■ **Your instructions**
How many lines in the records below contain the string "dark", with case counting? Reply with the number alone.

[Rows from a pointing dataset]
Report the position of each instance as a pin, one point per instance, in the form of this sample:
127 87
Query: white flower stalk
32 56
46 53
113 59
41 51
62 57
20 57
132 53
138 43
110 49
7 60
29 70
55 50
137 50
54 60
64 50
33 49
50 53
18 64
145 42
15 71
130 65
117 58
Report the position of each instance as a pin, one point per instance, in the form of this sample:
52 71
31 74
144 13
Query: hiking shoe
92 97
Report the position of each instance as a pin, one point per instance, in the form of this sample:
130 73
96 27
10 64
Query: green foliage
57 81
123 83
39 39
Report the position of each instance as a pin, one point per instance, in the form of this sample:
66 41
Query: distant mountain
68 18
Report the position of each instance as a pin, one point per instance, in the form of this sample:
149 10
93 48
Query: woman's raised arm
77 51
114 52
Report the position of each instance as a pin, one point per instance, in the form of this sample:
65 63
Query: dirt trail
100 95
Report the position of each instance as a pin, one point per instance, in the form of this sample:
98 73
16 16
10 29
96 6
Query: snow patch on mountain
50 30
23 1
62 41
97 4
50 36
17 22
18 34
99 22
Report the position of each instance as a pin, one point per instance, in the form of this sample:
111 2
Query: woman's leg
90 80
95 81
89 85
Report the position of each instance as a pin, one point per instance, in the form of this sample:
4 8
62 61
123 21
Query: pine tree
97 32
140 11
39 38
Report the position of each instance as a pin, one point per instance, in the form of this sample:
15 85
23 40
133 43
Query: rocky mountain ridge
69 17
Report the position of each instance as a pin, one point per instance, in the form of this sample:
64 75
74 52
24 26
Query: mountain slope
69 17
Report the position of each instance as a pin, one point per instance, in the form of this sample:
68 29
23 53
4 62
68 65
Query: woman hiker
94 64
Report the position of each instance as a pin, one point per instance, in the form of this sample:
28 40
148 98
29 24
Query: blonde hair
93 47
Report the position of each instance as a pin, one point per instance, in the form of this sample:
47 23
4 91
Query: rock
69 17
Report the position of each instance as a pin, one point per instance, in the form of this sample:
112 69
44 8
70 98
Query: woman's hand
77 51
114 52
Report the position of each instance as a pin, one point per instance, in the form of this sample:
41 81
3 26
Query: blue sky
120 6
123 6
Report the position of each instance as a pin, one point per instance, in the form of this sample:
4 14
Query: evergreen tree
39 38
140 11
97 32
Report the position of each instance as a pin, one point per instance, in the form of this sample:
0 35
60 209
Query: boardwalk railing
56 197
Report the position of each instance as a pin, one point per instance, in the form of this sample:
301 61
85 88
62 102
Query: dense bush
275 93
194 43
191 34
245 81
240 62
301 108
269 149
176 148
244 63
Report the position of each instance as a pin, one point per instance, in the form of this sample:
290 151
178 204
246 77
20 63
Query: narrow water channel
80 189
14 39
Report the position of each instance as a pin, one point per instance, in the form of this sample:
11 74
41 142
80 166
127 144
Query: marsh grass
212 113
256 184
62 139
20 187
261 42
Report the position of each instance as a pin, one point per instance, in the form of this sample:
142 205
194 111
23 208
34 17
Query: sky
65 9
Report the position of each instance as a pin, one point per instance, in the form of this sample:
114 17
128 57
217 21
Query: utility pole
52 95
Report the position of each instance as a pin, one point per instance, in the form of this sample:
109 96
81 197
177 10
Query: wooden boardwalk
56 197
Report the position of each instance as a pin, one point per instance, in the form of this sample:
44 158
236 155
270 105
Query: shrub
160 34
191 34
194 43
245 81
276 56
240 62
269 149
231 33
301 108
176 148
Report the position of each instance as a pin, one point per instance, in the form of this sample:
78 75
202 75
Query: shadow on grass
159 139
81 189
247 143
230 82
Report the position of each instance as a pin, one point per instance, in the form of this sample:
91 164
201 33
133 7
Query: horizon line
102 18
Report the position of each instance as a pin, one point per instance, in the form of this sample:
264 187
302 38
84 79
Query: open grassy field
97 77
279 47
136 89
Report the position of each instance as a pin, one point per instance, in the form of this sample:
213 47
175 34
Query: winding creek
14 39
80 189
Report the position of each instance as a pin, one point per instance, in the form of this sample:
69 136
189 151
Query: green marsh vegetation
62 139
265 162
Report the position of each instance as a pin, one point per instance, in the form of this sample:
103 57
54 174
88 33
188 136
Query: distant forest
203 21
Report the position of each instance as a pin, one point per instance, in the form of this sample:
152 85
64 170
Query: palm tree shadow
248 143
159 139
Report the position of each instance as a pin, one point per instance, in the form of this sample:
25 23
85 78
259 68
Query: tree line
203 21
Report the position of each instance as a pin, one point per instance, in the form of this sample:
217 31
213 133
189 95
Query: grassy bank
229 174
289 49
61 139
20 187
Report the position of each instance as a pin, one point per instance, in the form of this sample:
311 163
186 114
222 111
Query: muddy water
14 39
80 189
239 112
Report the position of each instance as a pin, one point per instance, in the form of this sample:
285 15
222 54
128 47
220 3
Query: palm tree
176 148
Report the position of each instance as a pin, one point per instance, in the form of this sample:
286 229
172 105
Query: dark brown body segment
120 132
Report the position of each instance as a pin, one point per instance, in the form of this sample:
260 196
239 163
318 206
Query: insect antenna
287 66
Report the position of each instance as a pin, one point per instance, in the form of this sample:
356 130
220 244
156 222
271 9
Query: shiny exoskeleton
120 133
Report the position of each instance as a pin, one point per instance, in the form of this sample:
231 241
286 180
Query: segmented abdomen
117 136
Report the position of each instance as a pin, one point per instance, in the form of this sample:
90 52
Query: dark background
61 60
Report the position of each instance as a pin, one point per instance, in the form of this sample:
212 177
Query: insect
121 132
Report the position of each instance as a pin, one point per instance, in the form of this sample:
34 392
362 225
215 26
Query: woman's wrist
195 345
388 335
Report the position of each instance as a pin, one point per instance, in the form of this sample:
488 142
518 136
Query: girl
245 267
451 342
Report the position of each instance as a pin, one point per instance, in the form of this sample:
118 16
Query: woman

■ **Full answer**
2